Records supplied —
====
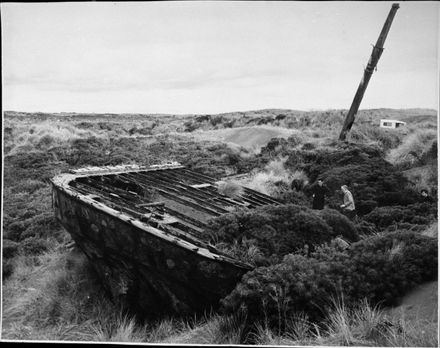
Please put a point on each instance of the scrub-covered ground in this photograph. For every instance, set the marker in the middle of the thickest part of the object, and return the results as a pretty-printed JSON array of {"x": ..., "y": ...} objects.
[{"x": 305, "y": 289}]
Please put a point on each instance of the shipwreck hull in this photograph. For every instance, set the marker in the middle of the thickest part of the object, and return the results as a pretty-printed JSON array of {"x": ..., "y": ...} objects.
[{"x": 154, "y": 265}]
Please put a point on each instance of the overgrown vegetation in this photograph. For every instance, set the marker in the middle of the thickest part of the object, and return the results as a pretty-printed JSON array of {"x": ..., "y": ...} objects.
[{"x": 306, "y": 288}]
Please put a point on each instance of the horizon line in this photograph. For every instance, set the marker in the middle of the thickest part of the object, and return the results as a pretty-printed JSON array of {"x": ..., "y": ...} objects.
[{"x": 214, "y": 113}]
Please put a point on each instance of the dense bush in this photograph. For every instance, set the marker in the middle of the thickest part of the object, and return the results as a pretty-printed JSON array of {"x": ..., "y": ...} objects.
[
  {"x": 380, "y": 269},
  {"x": 419, "y": 213},
  {"x": 277, "y": 230},
  {"x": 383, "y": 268},
  {"x": 10, "y": 248},
  {"x": 339, "y": 223},
  {"x": 33, "y": 246}
]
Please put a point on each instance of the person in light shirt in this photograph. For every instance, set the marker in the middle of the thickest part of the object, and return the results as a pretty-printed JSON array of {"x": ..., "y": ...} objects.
[{"x": 348, "y": 208}]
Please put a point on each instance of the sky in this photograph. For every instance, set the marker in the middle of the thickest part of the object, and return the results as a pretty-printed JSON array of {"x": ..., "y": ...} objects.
[{"x": 215, "y": 56}]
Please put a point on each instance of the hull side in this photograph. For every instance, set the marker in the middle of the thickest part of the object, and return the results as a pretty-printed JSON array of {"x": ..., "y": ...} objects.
[{"x": 150, "y": 274}]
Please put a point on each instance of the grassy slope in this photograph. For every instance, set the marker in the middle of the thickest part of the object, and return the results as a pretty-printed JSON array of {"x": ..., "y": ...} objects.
[{"x": 53, "y": 296}]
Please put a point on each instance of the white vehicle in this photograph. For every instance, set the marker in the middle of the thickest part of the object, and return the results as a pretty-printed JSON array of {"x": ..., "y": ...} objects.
[{"x": 391, "y": 123}]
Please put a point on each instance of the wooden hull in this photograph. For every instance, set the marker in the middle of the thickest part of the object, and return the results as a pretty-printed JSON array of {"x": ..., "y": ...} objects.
[{"x": 147, "y": 269}]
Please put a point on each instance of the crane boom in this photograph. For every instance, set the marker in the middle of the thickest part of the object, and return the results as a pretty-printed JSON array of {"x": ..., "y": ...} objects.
[{"x": 374, "y": 58}]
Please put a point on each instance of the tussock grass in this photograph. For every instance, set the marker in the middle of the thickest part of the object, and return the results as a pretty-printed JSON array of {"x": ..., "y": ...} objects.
[
  {"x": 363, "y": 325},
  {"x": 413, "y": 148},
  {"x": 45, "y": 135},
  {"x": 274, "y": 179}
]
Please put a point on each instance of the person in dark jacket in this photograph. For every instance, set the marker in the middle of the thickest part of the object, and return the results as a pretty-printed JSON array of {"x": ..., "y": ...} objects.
[
  {"x": 319, "y": 191},
  {"x": 426, "y": 197}
]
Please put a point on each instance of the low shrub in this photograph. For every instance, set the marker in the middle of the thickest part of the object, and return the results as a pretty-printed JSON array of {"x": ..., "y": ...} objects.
[
  {"x": 383, "y": 268},
  {"x": 7, "y": 269},
  {"x": 277, "y": 230},
  {"x": 340, "y": 224},
  {"x": 10, "y": 248},
  {"x": 416, "y": 149},
  {"x": 33, "y": 246},
  {"x": 419, "y": 213}
]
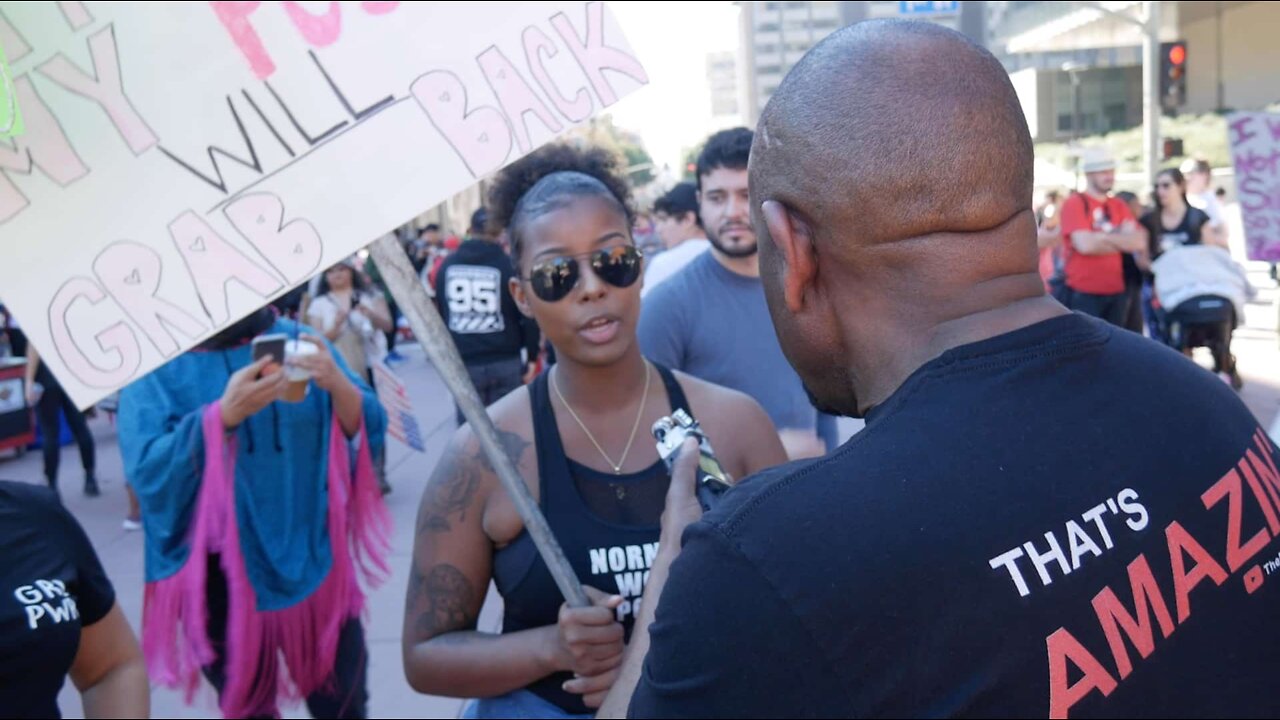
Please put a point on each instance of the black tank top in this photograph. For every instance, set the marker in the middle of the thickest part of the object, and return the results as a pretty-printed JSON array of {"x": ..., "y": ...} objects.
[
  {"x": 1189, "y": 231},
  {"x": 604, "y": 552}
]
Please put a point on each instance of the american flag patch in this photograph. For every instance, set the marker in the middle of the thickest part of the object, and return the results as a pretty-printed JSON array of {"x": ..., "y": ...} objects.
[{"x": 401, "y": 422}]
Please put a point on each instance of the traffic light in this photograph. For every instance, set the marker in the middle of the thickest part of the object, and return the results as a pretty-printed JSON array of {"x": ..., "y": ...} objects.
[{"x": 1173, "y": 74}]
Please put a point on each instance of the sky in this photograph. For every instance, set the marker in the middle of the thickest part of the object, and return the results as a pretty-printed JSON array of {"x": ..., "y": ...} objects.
[{"x": 672, "y": 40}]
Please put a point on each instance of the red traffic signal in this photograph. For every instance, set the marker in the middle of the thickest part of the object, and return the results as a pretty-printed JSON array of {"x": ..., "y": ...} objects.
[{"x": 1173, "y": 74}]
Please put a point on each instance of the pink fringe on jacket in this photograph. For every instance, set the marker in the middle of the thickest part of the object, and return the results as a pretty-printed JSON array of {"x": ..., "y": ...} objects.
[{"x": 261, "y": 645}]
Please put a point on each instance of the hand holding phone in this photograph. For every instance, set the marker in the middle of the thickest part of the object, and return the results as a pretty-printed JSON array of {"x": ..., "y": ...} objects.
[{"x": 270, "y": 346}]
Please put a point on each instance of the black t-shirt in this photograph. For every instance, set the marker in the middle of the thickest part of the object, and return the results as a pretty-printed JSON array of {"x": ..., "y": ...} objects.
[
  {"x": 977, "y": 548},
  {"x": 475, "y": 304},
  {"x": 1188, "y": 232},
  {"x": 51, "y": 584}
]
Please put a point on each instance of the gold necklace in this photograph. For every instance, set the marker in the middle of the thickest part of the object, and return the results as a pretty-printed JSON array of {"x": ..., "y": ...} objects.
[{"x": 644, "y": 399}]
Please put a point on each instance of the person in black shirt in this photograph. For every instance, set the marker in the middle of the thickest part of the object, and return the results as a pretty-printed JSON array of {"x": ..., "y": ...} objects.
[
  {"x": 59, "y": 616},
  {"x": 1045, "y": 515},
  {"x": 576, "y": 437},
  {"x": 1174, "y": 222},
  {"x": 476, "y": 306}
]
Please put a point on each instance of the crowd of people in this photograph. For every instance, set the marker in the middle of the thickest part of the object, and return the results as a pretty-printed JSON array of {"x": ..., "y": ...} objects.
[{"x": 814, "y": 268}]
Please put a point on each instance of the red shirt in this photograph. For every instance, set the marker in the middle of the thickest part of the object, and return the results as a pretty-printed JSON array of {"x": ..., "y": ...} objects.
[{"x": 1095, "y": 274}]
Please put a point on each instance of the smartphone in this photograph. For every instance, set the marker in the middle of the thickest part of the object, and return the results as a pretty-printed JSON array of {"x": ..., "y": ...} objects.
[{"x": 270, "y": 345}]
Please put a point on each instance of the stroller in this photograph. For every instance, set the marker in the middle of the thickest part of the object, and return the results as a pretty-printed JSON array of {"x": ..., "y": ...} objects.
[{"x": 1203, "y": 292}]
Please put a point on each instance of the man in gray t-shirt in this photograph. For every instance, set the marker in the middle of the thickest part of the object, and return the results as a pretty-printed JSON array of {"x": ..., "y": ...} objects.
[{"x": 711, "y": 319}]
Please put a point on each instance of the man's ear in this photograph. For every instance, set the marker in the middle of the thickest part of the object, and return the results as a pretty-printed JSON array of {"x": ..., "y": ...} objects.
[
  {"x": 517, "y": 294},
  {"x": 794, "y": 240}
]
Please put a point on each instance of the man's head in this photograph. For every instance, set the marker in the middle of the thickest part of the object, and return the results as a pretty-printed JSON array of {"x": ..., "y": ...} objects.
[
  {"x": 479, "y": 224},
  {"x": 1100, "y": 169},
  {"x": 723, "y": 201},
  {"x": 1130, "y": 201},
  {"x": 891, "y": 201},
  {"x": 676, "y": 215},
  {"x": 1198, "y": 174}
]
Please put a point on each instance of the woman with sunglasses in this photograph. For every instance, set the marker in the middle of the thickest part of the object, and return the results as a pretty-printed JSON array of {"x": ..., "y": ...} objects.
[
  {"x": 580, "y": 438},
  {"x": 1171, "y": 223}
]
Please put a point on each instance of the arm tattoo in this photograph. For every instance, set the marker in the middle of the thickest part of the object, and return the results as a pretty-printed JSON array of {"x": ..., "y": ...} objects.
[
  {"x": 442, "y": 601},
  {"x": 455, "y": 482}
]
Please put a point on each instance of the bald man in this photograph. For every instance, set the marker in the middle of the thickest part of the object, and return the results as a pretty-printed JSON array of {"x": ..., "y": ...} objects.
[{"x": 1045, "y": 516}]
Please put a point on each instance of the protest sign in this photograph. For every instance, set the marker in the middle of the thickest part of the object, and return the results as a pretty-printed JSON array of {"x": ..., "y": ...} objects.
[{"x": 1256, "y": 153}]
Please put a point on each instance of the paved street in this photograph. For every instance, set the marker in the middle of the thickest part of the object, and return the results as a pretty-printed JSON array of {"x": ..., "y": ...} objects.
[{"x": 1255, "y": 345}]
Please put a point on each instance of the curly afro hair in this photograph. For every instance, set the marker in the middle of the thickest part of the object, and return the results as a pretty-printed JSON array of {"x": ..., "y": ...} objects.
[{"x": 547, "y": 180}]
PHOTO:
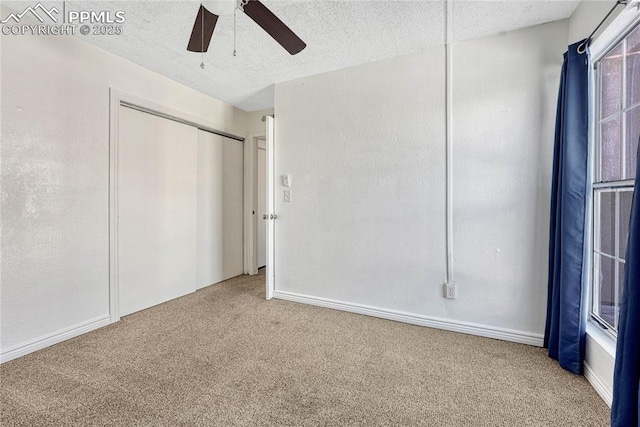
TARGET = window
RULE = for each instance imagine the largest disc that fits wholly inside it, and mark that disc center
(617, 136)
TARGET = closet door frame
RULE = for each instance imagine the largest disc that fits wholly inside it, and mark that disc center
(119, 98)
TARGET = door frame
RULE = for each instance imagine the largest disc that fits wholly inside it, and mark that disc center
(116, 98)
(252, 216)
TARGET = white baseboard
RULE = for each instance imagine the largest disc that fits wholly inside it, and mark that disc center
(416, 319)
(53, 338)
(596, 382)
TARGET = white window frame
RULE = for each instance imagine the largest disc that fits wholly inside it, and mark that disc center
(608, 40)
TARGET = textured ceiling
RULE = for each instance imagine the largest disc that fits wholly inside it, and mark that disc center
(338, 34)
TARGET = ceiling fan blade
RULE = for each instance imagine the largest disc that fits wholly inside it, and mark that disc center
(202, 30)
(274, 26)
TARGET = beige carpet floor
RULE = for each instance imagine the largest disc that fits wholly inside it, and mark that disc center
(224, 356)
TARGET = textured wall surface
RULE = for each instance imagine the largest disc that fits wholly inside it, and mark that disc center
(505, 94)
(55, 176)
(365, 147)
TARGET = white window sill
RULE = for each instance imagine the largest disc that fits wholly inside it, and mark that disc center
(604, 340)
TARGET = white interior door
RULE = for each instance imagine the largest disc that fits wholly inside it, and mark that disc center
(262, 204)
(157, 201)
(271, 218)
(219, 215)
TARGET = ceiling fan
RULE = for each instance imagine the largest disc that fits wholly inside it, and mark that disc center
(206, 22)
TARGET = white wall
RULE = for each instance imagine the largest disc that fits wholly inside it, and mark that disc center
(365, 147)
(55, 179)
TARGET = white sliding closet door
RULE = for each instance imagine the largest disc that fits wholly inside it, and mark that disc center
(157, 203)
(219, 216)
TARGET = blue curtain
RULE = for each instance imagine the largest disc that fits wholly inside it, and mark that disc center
(566, 309)
(626, 378)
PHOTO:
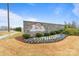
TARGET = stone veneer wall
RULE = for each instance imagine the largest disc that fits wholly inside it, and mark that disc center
(27, 26)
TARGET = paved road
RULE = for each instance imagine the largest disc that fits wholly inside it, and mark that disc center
(4, 36)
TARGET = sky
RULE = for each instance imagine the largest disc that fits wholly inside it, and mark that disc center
(56, 13)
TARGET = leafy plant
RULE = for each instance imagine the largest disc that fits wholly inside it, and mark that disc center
(39, 35)
(26, 36)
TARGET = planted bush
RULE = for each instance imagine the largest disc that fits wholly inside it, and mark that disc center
(46, 34)
(18, 29)
(26, 36)
(39, 35)
(52, 33)
(71, 31)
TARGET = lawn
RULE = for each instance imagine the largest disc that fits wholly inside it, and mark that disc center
(4, 33)
(11, 46)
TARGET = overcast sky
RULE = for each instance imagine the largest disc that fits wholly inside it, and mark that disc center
(42, 12)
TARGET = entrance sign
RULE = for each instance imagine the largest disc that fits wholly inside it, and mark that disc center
(37, 27)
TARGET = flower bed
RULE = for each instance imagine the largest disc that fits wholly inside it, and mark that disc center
(46, 39)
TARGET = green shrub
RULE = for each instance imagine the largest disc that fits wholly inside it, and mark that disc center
(26, 36)
(46, 34)
(39, 35)
(71, 31)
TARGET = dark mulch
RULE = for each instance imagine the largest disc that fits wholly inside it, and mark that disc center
(20, 38)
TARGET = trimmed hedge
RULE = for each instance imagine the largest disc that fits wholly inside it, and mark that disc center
(26, 36)
(46, 34)
(39, 35)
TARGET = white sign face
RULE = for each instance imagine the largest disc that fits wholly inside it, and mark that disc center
(37, 27)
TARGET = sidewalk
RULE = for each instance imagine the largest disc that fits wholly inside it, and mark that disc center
(4, 36)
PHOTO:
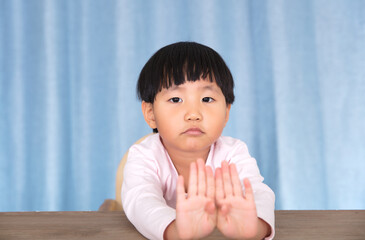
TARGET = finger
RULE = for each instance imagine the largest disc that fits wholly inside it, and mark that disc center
(227, 184)
(219, 191)
(192, 190)
(248, 189)
(180, 191)
(201, 177)
(237, 187)
(210, 182)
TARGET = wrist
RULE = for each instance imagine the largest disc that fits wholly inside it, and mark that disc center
(264, 229)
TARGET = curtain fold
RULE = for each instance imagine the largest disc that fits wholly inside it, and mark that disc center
(69, 111)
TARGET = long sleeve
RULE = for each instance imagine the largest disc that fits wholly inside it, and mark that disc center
(143, 193)
(247, 168)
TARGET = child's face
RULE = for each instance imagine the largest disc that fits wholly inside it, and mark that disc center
(189, 117)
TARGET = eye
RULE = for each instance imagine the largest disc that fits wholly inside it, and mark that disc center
(207, 99)
(175, 100)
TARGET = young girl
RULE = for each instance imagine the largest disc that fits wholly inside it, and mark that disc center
(187, 91)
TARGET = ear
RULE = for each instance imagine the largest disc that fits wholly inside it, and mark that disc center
(149, 116)
(227, 113)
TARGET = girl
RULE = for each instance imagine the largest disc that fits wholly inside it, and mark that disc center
(187, 91)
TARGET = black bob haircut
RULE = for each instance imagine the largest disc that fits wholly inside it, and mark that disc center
(183, 61)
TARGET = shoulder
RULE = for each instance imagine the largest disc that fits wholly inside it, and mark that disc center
(229, 149)
(149, 144)
(229, 143)
(148, 154)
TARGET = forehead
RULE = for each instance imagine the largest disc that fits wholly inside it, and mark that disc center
(202, 84)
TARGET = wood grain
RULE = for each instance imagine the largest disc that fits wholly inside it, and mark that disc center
(329, 224)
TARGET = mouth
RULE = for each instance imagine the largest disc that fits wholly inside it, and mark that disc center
(193, 131)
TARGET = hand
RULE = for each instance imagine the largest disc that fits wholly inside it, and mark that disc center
(237, 217)
(196, 212)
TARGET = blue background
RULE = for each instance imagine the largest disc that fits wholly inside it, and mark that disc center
(68, 108)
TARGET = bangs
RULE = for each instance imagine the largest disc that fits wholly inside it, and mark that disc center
(180, 62)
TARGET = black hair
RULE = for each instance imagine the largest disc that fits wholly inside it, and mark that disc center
(183, 61)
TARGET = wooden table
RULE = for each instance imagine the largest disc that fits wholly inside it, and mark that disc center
(342, 225)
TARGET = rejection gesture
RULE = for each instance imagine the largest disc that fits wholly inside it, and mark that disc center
(196, 212)
(237, 217)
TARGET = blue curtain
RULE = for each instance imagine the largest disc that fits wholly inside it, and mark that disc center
(68, 108)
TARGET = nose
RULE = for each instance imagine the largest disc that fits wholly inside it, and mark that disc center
(193, 114)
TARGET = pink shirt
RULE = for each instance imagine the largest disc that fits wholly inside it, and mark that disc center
(150, 178)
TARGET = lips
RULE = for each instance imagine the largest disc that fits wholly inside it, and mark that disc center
(193, 131)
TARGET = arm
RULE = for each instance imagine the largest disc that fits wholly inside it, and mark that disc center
(264, 197)
(143, 197)
(237, 217)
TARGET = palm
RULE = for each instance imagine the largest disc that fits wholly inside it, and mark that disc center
(195, 213)
(241, 220)
(237, 217)
(191, 215)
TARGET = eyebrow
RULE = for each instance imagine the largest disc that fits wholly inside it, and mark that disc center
(210, 87)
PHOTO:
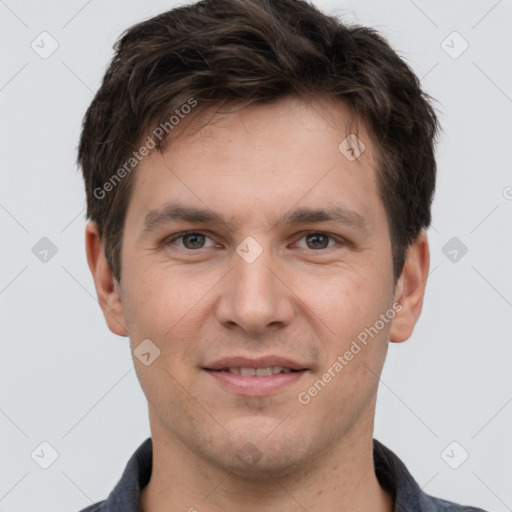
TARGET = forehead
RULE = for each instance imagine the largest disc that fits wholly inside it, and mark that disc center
(261, 159)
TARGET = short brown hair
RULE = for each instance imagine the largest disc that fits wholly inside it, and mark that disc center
(217, 52)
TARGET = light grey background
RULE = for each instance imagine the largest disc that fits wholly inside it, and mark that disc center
(66, 380)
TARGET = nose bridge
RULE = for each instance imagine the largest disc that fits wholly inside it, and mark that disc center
(254, 297)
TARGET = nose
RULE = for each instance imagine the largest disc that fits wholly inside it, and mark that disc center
(255, 297)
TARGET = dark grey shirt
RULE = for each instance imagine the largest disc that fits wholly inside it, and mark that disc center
(390, 471)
====
Requirement — Copy whichever lines above contain the string "frame".

Task response —
TARGET = closet door frame
TARGET = door frame
TARGET = white window frame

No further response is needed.